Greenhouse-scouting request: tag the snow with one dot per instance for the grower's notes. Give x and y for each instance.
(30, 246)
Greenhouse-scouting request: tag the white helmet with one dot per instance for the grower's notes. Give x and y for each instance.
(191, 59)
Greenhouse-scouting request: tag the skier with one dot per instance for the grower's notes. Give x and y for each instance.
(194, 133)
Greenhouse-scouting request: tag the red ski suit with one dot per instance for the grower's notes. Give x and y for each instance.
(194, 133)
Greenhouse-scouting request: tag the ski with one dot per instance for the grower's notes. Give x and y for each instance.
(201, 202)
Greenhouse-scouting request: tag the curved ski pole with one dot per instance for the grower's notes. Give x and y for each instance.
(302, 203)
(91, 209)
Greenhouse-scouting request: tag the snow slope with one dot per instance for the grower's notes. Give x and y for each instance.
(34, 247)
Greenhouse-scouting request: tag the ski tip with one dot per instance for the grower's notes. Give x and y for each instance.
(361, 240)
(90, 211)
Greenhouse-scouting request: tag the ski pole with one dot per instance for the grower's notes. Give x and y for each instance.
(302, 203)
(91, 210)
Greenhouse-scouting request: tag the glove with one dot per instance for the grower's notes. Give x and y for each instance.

☆ ☆ ☆ ☆

■ Your task:
Go through the entries and repeat each one exactly.

■ Response for this exercise:
Greenhouse-scouting request: tag the snow with one dot per instance for the grower's notes. Give x and y for each instance.
(30, 246)
Greenhouse-scouting request: tag the white helmet with one dot per instance for the grower's notes. Give x and y for each instance.
(191, 59)
Greenhouse-scouting request: tag the skier with one dot per instance for the grower's notes. Give x and y for each instance.
(194, 133)
Greenhouse-scouting request: tag the red ski suit with one dot per instance for the grower's notes. Give x and y for each instance.
(194, 133)
Greenhouse-scouting request: tag the ski with one dot per instance for the grower's notes. Give x and y for each instance.
(201, 202)
Greenhouse-scouting request: tag the curved ski pole with one dot per instance for the grower's notes. Give x and y for each instance.
(302, 203)
(91, 209)
Greenhouse-scouting request: tag the snow slope with one dot per instance for the grower's notes. Give x and y for each instance.
(34, 247)
Greenhouse-scouting request: tag the ski tip with one dot per instance for the grower's notes. Give x and y for each instance.
(361, 240)
(90, 211)
Greenhouse-scouting request: tag the ski pole with one dot per instance for the grower's notes. Give x and y for each instance.
(302, 203)
(91, 210)
Greenhouse-scouting request: tag the glove with one dot per instance for the grower's notes. Give x and y for each instance.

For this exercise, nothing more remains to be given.